Exercise brief:
In the data that follows, count every line holding the string "correct" and give the count alone.

(Entries taken from a collection)
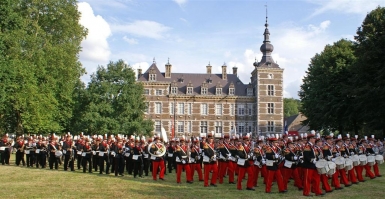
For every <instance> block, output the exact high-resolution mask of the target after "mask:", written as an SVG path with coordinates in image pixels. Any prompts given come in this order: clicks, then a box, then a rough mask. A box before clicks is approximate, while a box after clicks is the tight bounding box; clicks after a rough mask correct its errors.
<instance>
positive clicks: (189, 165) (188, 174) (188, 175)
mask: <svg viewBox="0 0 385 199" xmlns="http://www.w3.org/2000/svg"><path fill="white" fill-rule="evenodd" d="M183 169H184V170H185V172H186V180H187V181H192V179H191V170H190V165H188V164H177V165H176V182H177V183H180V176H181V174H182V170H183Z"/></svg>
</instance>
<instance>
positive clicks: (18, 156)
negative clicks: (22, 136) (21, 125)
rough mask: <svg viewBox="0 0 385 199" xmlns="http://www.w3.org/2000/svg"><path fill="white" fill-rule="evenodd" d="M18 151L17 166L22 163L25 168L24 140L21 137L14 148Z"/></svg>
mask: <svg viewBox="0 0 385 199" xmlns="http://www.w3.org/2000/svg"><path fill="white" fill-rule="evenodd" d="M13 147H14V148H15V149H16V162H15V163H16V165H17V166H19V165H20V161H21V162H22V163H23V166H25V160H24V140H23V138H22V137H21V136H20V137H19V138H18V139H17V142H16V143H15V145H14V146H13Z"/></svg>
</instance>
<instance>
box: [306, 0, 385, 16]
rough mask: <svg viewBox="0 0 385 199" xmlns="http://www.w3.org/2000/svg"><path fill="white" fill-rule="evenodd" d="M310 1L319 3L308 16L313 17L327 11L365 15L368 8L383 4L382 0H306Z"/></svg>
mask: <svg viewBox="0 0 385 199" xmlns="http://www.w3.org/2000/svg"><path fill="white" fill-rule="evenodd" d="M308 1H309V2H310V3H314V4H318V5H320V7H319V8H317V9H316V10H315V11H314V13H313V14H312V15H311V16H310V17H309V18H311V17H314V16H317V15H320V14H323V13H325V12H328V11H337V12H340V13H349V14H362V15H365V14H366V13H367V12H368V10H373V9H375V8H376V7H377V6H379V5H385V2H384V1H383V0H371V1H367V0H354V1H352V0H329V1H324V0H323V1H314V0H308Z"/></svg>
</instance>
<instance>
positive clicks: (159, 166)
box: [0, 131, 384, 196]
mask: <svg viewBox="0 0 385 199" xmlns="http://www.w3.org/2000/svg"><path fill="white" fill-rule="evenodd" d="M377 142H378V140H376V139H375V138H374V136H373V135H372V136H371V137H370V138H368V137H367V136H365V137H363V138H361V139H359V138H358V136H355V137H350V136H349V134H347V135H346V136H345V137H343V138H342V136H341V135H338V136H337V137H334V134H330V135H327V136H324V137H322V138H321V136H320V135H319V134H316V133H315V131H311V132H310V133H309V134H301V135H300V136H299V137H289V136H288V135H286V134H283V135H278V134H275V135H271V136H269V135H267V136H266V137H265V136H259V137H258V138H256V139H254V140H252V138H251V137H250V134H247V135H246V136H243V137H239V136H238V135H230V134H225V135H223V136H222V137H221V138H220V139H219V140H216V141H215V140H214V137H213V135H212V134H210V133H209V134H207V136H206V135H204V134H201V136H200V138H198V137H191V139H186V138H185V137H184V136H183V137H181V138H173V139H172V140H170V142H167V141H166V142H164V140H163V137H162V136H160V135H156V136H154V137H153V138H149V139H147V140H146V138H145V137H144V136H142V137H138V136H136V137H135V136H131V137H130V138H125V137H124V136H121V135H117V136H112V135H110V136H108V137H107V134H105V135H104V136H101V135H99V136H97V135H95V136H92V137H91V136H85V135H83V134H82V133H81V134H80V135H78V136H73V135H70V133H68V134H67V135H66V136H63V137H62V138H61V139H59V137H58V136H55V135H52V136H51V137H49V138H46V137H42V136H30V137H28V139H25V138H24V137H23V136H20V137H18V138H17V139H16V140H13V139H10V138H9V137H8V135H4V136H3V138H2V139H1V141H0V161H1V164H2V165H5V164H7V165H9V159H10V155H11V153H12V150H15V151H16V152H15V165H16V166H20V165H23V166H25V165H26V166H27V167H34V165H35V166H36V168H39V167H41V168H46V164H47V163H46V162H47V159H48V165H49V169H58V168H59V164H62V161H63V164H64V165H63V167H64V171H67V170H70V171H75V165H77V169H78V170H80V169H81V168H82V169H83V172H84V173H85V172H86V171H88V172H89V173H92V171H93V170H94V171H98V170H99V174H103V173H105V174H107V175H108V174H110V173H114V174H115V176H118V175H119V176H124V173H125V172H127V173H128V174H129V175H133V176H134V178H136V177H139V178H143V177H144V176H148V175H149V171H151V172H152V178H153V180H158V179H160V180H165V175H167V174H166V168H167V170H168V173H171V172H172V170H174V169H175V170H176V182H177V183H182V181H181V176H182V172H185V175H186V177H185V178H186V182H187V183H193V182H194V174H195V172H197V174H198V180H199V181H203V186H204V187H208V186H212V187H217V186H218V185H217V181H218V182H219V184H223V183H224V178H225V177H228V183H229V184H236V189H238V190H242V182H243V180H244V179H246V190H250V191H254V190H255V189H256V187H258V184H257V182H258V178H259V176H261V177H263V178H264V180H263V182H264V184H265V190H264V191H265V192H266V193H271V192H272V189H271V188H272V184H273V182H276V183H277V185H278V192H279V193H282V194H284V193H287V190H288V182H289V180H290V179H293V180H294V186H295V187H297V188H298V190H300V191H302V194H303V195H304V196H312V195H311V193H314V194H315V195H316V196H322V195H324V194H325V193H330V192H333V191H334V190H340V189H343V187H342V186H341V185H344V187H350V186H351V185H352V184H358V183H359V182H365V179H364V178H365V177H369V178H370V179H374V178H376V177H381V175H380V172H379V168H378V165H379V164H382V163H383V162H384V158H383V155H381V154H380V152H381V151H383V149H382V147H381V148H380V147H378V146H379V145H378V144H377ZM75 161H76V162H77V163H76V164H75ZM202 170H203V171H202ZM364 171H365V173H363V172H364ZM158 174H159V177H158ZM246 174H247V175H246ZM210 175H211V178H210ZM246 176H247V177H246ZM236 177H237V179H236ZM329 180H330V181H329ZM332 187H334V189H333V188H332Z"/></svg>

==

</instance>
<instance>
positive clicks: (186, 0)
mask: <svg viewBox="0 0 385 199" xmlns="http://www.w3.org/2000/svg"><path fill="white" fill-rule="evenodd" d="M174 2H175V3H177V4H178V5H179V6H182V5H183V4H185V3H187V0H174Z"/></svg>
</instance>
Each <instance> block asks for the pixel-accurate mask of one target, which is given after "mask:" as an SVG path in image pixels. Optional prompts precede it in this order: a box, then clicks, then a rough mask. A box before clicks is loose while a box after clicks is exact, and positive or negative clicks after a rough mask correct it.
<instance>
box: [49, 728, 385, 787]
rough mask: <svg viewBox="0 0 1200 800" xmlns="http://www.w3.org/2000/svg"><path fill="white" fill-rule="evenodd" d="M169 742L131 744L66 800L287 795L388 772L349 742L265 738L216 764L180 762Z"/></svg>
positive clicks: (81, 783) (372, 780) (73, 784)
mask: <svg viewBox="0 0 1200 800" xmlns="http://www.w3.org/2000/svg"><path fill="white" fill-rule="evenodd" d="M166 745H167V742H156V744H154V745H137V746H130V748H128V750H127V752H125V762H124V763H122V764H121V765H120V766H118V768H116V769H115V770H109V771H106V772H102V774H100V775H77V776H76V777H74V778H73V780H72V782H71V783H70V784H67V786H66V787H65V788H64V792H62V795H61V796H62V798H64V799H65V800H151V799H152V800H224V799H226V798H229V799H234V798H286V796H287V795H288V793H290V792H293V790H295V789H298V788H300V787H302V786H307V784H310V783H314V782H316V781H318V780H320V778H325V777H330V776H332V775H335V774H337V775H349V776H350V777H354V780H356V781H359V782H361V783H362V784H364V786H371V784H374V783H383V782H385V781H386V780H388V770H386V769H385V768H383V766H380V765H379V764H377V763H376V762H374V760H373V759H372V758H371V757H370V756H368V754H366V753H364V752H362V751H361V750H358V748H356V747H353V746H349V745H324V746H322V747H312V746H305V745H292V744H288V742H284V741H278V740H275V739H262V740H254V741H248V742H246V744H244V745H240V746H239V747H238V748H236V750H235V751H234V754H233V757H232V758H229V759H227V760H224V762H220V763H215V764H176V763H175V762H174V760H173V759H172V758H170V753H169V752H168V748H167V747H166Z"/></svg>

Exercise solution:
2